[Task item] A word-for-word restatement of every record is required.

-.-.-

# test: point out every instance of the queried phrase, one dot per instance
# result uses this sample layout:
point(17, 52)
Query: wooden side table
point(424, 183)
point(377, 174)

-.-.-

[Answer to the problem]
# test: point out every instance of the queried phrase, one dot per instance
# result uses this sample layout:
point(17, 52)
Query: wooden side table
point(424, 183)
point(377, 174)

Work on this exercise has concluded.